Requirements: Output as a JSON array of strings the lines of the listing below, starting at the line containing "Where can the pool" and ending at the line containing "<point>46,37</point>", both included. Each line becomes one string, and any blank lines are left out.

Data rows:
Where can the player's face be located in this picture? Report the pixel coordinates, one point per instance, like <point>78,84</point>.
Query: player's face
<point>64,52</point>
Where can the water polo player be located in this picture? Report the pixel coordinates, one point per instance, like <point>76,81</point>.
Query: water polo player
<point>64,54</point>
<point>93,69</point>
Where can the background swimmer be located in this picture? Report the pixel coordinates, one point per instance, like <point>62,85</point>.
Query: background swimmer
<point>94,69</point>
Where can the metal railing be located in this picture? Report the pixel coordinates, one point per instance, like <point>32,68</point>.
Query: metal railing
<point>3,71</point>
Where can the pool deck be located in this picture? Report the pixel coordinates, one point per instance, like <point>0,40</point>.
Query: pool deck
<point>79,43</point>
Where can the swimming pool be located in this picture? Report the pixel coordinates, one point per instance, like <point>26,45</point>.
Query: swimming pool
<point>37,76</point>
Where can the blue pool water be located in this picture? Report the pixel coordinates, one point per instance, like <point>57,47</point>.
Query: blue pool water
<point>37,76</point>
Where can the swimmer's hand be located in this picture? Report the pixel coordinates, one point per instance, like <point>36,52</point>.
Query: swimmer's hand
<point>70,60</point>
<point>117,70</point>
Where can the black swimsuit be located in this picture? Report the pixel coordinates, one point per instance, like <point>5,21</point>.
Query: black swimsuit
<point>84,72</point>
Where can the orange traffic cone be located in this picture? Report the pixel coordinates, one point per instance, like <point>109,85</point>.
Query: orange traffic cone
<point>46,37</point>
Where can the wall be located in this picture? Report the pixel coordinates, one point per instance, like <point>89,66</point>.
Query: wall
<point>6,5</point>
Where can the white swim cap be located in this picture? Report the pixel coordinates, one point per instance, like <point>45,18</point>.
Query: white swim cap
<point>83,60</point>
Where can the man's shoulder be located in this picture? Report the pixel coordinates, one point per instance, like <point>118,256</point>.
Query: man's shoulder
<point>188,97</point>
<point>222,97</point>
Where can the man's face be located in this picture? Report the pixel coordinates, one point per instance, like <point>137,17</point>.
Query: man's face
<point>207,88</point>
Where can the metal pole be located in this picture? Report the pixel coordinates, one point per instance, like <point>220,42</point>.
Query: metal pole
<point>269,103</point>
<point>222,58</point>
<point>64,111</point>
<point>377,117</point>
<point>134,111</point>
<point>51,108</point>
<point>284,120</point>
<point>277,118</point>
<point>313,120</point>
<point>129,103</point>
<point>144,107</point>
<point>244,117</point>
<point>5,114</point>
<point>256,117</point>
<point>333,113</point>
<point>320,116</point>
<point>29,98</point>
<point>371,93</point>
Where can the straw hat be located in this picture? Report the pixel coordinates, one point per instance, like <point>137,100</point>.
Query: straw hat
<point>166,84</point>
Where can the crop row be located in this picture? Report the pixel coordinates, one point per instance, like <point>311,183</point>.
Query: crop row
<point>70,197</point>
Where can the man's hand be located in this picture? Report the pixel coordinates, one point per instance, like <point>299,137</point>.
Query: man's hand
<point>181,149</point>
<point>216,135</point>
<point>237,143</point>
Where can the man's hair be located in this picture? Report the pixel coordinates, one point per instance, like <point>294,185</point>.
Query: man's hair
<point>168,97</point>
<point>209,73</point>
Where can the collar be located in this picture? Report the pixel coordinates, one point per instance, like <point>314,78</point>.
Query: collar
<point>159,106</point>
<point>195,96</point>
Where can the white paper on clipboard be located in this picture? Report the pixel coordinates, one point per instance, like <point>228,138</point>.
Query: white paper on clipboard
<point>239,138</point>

Result of this exercise:
[
  "Where can the pool deck be located in this picture? Report the pixel coordinates, one point per instance, like <point>0,40</point>.",
  "Query: pool deck",
  "<point>79,43</point>",
  "Where can the swimming pool be located in this picture? Report the pixel coordinates, one point per instance, like <point>26,45</point>.",
  "Query: swimming pool",
  "<point>37,76</point>",
  "Where can the blue pool water be located in this picture? Report the pixel coordinates, one point per instance, like <point>57,47</point>.",
  "Query: blue pool water",
  "<point>37,76</point>",
  "Where can the swimmer's hand be located in this picture? Report the pixel coordinates, one point per instance, like <point>36,52</point>.",
  "Query: swimmer's hand",
  "<point>70,60</point>",
  "<point>117,70</point>",
  "Where can the black swimsuit be located in this picture? Report the pixel coordinates, one point per instance, like <point>5,21</point>.",
  "Query: black swimsuit",
  "<point>84,72</point>",
  "Where can the orange traffic cone be located in this picture? Report the pixel coordinates, one point per instance, like <point>109,85</point>.",
  "Query: orange traffic cone",
  "<point>46,37</point>"
]